# [INFORMATION PROVIDED]

####################

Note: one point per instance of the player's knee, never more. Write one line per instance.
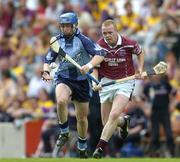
(62, 101)
(81, 120)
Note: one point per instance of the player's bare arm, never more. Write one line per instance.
(140, 65)
(45, 74)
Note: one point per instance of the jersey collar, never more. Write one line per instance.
(119, 42)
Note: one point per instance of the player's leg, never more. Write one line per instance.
(63, 93)
(119, 103)
(82, 109)
(105, 110)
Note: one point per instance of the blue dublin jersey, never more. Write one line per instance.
(80, 48)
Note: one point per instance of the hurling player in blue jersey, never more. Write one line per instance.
(71, 84)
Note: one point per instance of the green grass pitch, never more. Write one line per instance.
(92, 160)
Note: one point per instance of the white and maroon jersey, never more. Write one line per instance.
(118, 62)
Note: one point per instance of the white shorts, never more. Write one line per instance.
(108, 93)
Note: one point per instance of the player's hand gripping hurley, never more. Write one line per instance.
(160, 68)
(56, 48)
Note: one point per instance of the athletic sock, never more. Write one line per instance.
(82, 143)
(102, 144)
(64, 127)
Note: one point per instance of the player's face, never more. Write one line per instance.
(110, 34)
(67, 29)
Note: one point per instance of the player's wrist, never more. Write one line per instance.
(47, 72)
(89, 65)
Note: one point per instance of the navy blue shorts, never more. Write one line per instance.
(80, 89)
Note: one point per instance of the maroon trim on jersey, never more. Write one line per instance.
(118, 62)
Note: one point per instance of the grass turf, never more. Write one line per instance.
(91, 160)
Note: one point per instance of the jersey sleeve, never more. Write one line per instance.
(91, 47)
(137, 49)
(51, 56)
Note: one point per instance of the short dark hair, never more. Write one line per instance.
(109, 22)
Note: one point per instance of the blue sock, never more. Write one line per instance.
(64, 127)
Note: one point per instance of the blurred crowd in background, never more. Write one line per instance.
(26, 27)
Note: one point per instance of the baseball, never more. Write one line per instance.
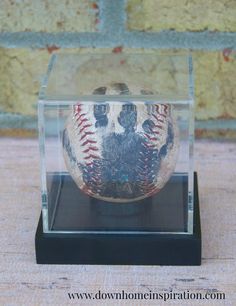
(120, 151)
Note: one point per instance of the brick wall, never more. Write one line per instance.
(30, 30)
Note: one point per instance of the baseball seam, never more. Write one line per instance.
(89, 146)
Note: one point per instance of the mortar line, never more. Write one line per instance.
(161, 40)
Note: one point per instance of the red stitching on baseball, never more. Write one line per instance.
(89, 145)
(88, 141)
(158, 110)
(84, 127)
(150, 138)
(90, 149)
(86, 134)
(158, 119)
(91, 156)
(82, 121)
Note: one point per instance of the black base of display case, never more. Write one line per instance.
(117, 248)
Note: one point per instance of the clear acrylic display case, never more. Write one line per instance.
(116, 135)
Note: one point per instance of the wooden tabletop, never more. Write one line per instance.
(23, 282)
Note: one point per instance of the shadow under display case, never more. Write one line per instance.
(116, 136)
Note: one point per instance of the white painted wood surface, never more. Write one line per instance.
(23, 282)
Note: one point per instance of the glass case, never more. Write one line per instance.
(116, 138)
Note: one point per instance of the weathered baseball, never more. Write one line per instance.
(120, 151)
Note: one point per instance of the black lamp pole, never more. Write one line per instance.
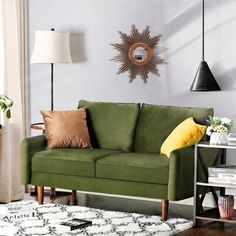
(52, 81)
(204, 80)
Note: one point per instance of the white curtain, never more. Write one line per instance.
(12, 83)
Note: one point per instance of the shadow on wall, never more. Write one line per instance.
(226, 80)
(77, 46)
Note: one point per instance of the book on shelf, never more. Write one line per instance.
(223, 169)
(218, 180)
(72, 224)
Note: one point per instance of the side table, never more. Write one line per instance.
(211, 214)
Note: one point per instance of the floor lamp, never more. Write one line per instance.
(204, 80)
(51, 47)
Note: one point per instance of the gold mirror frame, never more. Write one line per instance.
(139, 64)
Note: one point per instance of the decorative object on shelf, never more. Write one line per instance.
(5, 105)
(226, 206)
(51, 47)
(204, 79)
(136, 53)
(219, 138)
(218, 129)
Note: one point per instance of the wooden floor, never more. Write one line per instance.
(139, 206)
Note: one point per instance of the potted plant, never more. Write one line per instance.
(5, 105)
(218, 129)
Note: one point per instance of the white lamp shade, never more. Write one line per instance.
(51, 47)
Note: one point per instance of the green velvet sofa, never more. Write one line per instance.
(125, 158)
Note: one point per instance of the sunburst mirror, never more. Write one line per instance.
(139, 53)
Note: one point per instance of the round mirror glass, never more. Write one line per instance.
(140, 54)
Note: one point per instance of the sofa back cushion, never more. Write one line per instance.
(156, 122)
(111, 125)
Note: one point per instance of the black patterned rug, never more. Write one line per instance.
(108, 223)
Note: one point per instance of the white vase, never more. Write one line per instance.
(219, 138)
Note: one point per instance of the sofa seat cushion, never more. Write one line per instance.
(68, 161)
(138, 167)
(111, 125)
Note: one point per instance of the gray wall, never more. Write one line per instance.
(94, 25)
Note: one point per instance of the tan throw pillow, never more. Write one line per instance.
(66, 128)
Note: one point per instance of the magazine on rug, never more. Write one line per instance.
(17, 210)
(72, 224)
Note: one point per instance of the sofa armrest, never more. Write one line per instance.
(29, 147)
(181, 171)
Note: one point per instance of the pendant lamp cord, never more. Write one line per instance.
(52, 81)
(203, 21)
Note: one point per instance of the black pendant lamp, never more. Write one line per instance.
(204, 80)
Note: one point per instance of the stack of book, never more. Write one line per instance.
(18, 210)
(222, 174)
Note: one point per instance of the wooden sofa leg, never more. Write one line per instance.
(40, 190)
(73, 193)
(164, 209)
(74, 198)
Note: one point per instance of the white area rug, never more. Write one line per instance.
(108, 223)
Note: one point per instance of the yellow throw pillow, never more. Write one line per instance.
(185, 134)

####################

# [WORK TO BE COMPLETED]
Could every line above be set down exactly, with the pictures omitted?

# [YOUR RESPONSE]
Note: one point per instance of the player's knee, never more. Write one line per instance.
(62, 101)
(81, 120)
Note: one point per instance of the player's bare arm, never more. Write one line per instance.
(140, 65)
(45, 74)
Note: one point per instance of the jersey collar, never more. Write one line per instance.
(119, 42)
Note: one point per instance of the player's leg, never more. Write one line per instance.
(63, 93)
(119, 103)
(82, 109)
(105, 110)
Note: one point per instance of the blue dublin jersey, never more. Write one line per instance.
(80, 48)
Note: one point per instance of the hurling player in blue jersey, never more. Write one line per instance.
(71, 84)
Note: one point per instance of the green grass pitch, never more. Write one line per instance.
(92, 160)
Note: one point per instance of the white and maroon jersey, never more. Write one line per instance.
(118, 62)
Note: one point per instance of the white shorts, never more. Write one line per instance.
(108, 93)
Note: one point per instance of the player's hand gripping hurley, never more. Write one line per instance.
(160, 68)
(56, 48)
Note: one point per instance of the athletic sock, never more. Write one line per instance.
(82, 143)
(102, 144)
(64, 127)
Note: one point per instance of the player's face, never more. Write one line per instance.
(110, 34)
(67, 29)
Note: one point per instance of the player's wrist, never more. Write one line per instance.
(47, 72)
(89, 65)
Note: one point per instance of the navy blue shorts, never more. Write one line per instance.
(80, 89)
Note: one point per instance of the maroon trim on jersey, never more. Write one line per instance.
(118, 62)
Note: one point per instance of the grass turf, never more. Write one line per instance.
(91, 160)
Note: one point per instance of the jersey sleeve, never more. Write one line per instance.
(91, 47)
(137, 49)
(51, 56)
Note: one point per instance of the short dark hair, never more. Write one line per instance.
(109, 22)
Note: one point per instance of the blue sock, never more. Write one line per instance.
(64, 127)
Note: one point per instance of the blurred crowd in background, never more. Write one line per instance.
(26, 27)
Note: one point per instance of the baseball, never more. Write one line per instance.
(120, 151)
Note: one point per instance of the brick wall, never more. Write one line per instance.
(30, 30)
Note: one point per instance of the baseball seam, never more. Write one line per instance.
(89, 146)
Note: one point per instance of the mortar line, never more. Write one line per instance.
(161, 40)
Note: one point per instance of the red stitching on baseball, never more. Write one line per instance.
(89, 145)
(88, 141)
(158, 110)
(84, 127)
(150, 138)
(90, 149)
(86, 134)
(158, 119)
(91, 156)
(82, 121)
Note: one point per instance of the black base of display case, never more. Write one line per instance.
(117, 248)
Note: one point per instance of the clear acrylic display case, never more. Write one line per instance.
(116, 135)
Note: one point per instance of the wooden tabletop, never more. Write one line per instance.
(23, 282)
Note: one point per instance of the shadow under display case, never more. Write one line per instance.
(116, 136)
Note: one point per instance of the white painted wood surface, never more. Write one line per instance.
(23, 282)
Note: one point per instance of the glass case, never more. Write one line per instance.
(116, 138)
Note: one point per instance of the weathered baseball, never more. Write one line per instance.
(120, 151)
Note: one point per instance of the black lamp pole, never more. Write one line per instance.
(52, 81)
(204, 80)
Note: one point per instance of the white curtain, never more. Write one line per instance.
(12, 83)
Note: one point per instance of the shadow on wall, never more. Write one line per instance.
(226, 80)
(77, 46)
Note: one point per instance of the book on shelf, never more. Write one line per instance.
(223, 169)
(218, 180)
(72, 224)
Note: one point per instance of the side table, never more. Write one line per instance.
(211, 214)
Note: one point per instance of the floor lamp, never more. Write one line per instance.
(204, 80)
(51, 47)
Note: one point per instance of the gold mirror frame, never more. Write one line per instance.
(139, 64)
Note: one point per instance of the decorative object on shelf, never more. Write one line per instance.
(5, 105)
(226, 206)
(51, 47)
(204, 79)
(136, 53)
(219, 138)
(218, 129)
Note: one point per instance of the wooden floor, never more. Write one line per instance.
(139, 206)
Note: one point per instance of the potted plant, never more. Write one line per instance.
(5, 105)
(218, 129)
Note: one point per instance of the white lamp shade, never more. Write one line per instance.
(51, 47)
Note: one point per instance of the green velvet sofa, never more. Write one line per instance.
(125, 158)
Note: one point per instance of the sunburst mirror, never more. Write one line per instance.
(139, 53)
Note: one point per instance of the round mirror glass, never more. Write one line per instance.
(140, 54)
Note: one point per instance of the sofa back cushion, never more. Write one line per instance.
(156, 122)
(111, 125)
Note: one point per instance of the black patterned rug, never more. Write one line per instance.
(108, 223)
Note: one point per instance of the white vase, never more. Write one line per instance.
(219, 138)
Note: one point per instance of the sofa seat cushion, never more. Write one line per instance.
(68, 161)
(138, 167)
(111, 125)
Note: one point per instance of the gray wall, never more. Write one line per instance.
(94, 25)
Note: one point per instance of the tan throw pillow, never more. Write one line per instance.
(66, 128)
Note: one point per instance of the magazine on rug, never more. Write one line per instance.
(17, 210)
(72, 224)
Note: one point per instance of the sofa armrest, never more. Write one line per instance.
(29, 147)
(181, 171)
Note: one point per instance of the pendant lamp cord, never more. Write one line per instance.
(52, 81)
(203, 21)
Note: one point per instance of the black pendant lamp, never more. Write one line per instance.
(204, 80)
Note: one point per instance of the stack of book, never more. Write one line per instance.
(18, 210)
(222, 174)
Note: one point per instance of the wooden sofa leg, never more. Write one line per instance.
(40, 190)
(73, 193)
(164, 209)
(74, 198)
Note: one point per instance of the white area rug, never more. Write one line per instance.
(108, 223)
Note: one point per instance of the yellow throw pillow, never more. Write one line per instance.
(185, 134)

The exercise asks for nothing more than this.